··· Source extract

I vividly remember house shopping with my husband. He wasn’t my husband at the time, but we were planning to get married the following summer, and we began looking for homes. The house we chose was the second house we viewed that day – it felt like home from the minute we got here. We still looked at other houses (seven in total) due to our realtor’s insistence; yet, all day, we kept thinking about this house and after deliberations, made an offer on it.
A few weeks later, Eric signed the papers, and we began moving his stuff into his new place, and my future home. Other than a lack of closet space (apparently homes built in the 1960’s are not famous for large closets), the house seemed just perfect. However, being in my early twenties, and having never purchased a house before, there were a few things I did not know to look for in a home. The main problem I did not foresee when we bought our home was how easy (or not) it would be to entertain others.
I love our home and there are many redeeming qualities to it. But, when it comes to having people over, I am often at a loss. The square footage is fine, but the rooms were built small, and there are not very many places suitable for having dinner guests. The older lady who lived here before us, or someone who lived here before her, attempted to create a dining room by attaching a chest-level-hanging chandelier in the bedroom that is attached to the kitchen (we have since raised the chandelier). The room has always been too small for more than a round table seating four; and now that our dog’s exercise pen and crate is in there, it hardly seems like a suitable place to serve guests food.

······
··· Extracted data

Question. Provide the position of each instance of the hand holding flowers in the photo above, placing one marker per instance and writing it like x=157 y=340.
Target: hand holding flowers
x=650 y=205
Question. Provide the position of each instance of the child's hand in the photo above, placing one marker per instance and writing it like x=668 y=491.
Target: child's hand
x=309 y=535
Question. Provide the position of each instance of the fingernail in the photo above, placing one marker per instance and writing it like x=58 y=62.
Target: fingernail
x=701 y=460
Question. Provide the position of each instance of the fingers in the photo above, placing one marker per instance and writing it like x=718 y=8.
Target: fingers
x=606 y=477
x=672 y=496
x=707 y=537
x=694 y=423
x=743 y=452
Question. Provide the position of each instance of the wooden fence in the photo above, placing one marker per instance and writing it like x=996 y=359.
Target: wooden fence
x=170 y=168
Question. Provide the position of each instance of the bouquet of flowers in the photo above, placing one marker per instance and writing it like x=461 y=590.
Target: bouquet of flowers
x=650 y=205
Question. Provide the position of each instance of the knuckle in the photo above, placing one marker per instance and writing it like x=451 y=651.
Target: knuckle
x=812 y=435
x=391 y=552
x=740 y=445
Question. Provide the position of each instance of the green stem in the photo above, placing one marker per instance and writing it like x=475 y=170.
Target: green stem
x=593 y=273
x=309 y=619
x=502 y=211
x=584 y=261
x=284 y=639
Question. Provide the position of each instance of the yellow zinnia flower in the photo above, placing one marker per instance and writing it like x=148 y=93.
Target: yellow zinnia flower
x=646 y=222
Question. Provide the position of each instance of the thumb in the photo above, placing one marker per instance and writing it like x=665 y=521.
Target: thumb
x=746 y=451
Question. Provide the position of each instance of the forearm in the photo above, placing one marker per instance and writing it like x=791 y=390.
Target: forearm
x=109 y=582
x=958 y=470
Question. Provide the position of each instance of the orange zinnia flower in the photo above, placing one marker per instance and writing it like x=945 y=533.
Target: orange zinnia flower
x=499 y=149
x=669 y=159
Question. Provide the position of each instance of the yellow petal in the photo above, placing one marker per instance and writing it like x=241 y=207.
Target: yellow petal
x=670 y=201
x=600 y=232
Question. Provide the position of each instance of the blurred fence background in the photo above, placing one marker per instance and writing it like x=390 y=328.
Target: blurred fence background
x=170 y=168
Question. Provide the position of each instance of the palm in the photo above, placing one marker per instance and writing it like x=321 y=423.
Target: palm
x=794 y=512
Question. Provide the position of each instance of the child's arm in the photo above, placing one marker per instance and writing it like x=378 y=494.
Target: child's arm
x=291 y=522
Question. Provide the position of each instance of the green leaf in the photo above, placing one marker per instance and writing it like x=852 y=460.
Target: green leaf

······

■ **Required action A**
Answer these about the house-hunting passage, one per line:
(i) How many houses did the couple look at in total that day?
(ii) Who signed the papers a few weeks later?
(iii) What is the one kind of table the room near the kitchen has always been big enough to hold?
■ **Required action B**
Please copy the part of the house-hunting passage that begins at the words "I vividly remember" and stops after "offer on it.".

■ **Exercise output A**
(i) Seven.
(ii) Eric.
(iii) A round table seating four.

■ **Exercise output B**
I vividly remember house shopping with my husband. He wasn’t my husband at the time, but we were planning to get married the following summer, and we began looking for homes. The house we chose was the second house we viewed that day – it felt like home from the minute we got here. We still looked at other houses (seven in total) due to our realtor’s insistence; yet, all day, we kept thinking about this house and after deliberations, made an offer on it.